## THE TASK
Can you rewrite the rows from the line with "indicate the rolled-up" up to and including the last line of the rows, changing every "one dot per instance" to "one point per instance" and leaving everything else as it is? Give only those lines.

____ DATA LISTING

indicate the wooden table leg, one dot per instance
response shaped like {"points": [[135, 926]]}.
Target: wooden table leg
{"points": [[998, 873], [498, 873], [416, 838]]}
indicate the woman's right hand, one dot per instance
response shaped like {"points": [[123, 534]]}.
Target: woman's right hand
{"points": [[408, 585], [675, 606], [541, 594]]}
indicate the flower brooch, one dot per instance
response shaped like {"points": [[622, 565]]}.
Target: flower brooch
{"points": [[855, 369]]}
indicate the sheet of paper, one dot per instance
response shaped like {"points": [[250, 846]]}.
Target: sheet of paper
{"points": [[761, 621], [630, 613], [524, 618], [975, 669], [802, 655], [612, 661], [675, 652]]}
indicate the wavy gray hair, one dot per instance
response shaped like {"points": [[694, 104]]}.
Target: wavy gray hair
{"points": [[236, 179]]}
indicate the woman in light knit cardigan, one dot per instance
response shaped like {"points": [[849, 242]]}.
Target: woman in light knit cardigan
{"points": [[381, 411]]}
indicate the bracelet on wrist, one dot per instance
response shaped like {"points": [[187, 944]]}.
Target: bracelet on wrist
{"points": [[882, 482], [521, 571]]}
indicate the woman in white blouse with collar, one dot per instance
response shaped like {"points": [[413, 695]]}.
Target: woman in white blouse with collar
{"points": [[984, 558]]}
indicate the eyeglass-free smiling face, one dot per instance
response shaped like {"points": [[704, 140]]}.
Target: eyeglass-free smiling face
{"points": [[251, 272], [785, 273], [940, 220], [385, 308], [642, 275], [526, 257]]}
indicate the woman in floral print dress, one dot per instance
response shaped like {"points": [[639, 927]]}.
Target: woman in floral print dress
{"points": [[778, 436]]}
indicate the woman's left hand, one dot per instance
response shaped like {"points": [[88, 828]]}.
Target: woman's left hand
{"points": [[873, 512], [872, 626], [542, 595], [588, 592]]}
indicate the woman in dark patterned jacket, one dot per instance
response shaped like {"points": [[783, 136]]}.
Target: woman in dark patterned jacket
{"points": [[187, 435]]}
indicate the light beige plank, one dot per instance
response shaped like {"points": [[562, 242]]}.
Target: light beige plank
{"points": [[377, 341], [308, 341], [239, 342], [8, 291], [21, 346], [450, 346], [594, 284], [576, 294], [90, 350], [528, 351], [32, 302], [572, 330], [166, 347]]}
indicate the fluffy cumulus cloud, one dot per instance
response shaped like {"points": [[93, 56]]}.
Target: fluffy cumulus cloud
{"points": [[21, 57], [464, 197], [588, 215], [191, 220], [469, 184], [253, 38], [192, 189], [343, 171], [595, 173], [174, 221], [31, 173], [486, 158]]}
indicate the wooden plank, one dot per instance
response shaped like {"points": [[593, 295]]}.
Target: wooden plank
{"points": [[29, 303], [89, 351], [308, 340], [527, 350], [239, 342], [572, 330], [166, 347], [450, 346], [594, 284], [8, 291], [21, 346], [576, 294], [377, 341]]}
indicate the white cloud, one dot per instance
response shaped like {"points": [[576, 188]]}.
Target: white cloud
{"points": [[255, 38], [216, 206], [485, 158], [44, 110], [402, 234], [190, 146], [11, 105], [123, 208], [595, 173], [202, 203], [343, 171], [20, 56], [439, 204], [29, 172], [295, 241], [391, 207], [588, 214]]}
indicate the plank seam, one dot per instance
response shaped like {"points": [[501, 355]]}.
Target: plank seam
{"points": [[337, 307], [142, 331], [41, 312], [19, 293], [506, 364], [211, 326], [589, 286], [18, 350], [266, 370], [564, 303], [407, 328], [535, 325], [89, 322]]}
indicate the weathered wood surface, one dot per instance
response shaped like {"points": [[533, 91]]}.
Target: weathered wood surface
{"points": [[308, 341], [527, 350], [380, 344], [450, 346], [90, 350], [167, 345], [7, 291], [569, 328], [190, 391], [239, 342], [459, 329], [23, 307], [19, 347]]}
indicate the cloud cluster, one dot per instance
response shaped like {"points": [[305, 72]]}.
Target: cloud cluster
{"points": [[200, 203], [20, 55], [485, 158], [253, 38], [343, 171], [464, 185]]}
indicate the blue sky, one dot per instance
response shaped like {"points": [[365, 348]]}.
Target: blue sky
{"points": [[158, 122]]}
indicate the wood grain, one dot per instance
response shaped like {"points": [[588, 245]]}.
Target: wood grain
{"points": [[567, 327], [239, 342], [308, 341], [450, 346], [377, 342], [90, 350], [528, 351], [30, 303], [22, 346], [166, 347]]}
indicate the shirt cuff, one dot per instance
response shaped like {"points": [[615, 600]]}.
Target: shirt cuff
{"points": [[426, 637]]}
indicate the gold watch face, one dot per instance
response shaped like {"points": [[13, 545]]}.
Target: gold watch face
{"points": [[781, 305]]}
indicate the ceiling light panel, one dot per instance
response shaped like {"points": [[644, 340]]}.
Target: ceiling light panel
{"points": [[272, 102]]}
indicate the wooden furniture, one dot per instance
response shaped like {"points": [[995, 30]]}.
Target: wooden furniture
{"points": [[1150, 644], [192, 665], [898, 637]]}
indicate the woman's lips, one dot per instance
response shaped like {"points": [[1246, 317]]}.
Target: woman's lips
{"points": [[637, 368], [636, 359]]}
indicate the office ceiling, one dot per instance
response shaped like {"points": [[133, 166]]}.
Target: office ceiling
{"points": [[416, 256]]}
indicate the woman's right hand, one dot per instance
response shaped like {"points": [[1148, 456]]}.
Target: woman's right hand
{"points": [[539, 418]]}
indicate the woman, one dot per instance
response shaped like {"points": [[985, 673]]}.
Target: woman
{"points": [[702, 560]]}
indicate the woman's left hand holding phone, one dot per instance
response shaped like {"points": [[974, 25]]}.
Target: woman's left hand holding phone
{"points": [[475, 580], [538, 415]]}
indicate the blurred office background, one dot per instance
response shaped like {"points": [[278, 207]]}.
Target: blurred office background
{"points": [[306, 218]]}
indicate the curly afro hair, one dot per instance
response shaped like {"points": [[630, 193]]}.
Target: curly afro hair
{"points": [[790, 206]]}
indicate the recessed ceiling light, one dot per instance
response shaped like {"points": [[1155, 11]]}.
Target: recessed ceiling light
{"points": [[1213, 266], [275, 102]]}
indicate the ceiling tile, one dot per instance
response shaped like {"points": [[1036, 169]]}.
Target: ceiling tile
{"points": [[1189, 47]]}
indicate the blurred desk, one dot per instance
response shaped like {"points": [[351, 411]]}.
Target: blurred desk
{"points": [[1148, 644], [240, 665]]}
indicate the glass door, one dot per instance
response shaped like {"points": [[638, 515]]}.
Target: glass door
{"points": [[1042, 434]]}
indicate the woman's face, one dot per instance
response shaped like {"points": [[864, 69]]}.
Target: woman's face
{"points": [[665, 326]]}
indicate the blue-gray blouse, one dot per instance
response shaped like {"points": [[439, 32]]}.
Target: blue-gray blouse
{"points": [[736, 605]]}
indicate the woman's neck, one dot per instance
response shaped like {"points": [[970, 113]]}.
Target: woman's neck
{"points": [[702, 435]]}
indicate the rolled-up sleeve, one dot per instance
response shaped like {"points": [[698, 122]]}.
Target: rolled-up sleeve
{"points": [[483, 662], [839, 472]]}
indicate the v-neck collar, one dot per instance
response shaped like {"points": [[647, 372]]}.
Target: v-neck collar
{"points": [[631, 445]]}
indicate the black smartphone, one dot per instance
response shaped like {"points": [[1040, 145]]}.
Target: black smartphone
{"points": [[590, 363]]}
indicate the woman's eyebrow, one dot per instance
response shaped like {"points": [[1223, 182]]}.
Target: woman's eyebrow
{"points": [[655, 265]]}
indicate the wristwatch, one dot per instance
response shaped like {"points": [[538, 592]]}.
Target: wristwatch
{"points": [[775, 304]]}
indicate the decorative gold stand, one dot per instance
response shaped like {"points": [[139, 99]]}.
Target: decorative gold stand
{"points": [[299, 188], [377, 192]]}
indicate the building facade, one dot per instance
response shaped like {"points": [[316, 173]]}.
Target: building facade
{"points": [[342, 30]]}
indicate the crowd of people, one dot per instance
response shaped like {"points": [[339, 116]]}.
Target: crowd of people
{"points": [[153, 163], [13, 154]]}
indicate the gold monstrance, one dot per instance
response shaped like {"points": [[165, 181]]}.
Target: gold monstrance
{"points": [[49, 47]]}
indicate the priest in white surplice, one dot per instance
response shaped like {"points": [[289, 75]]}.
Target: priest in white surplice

________

## EXERCISE OUTPUT
indicate the rolled-up sleeve, one point per instance
response shaped like {"points": [[698, 122]]}.
Target: rolled-up sleeve
{"points": [[483, 662], [839, 472]]}
indicate the v-neck collar, one point per instance
response shaped like {"points": [[647, 372]]}.
Target: v-neck collar
{"points": [[631, 445]]}
indicate the black smartphone, one point per instance
response shaped like {"points": [[1040, 145]]}.
Target: black smartphone
{"points": [[590, 363]]}
indicate the woman's eyebrow, one point per instance
response shaped like {"points": [[1223, 182]]}.
Target: woman's eyebrow
{"points": [[655, 265]]}
indicate the wristwatch, one point per instance
response shaped like {"points": [[538, 592]]}.
Target: wristwatch
{"points": [[775, 304]]}
indicate the decorative gold stand, one point per instance
response shaped like {"points": [[139, 99]]}.
Target: decorative gold stand
{"points": [[299, 188], [377, 192]]}
indicate the building facade, one point per instance
response shaped like {"points": [[316, 173]]}.
Target: building facade
{"points": [[342, 30]]}
indicate the crowd of people, one point per instance
response shaped like {"points": [[339, 116]]}.
Target: crowd of people
{"points": [[153, 163], [13, 154]]}
indicate the gold monstrance, one point per instance
response shaped like {"points": [[165, 181]]}.
Target: gold monstrance
{"points": [[49, 47]]}
indicate the priest in white surplice, one point per instance
response shaped like {"points": [[289, 75]]}.
Target: priest in white surplice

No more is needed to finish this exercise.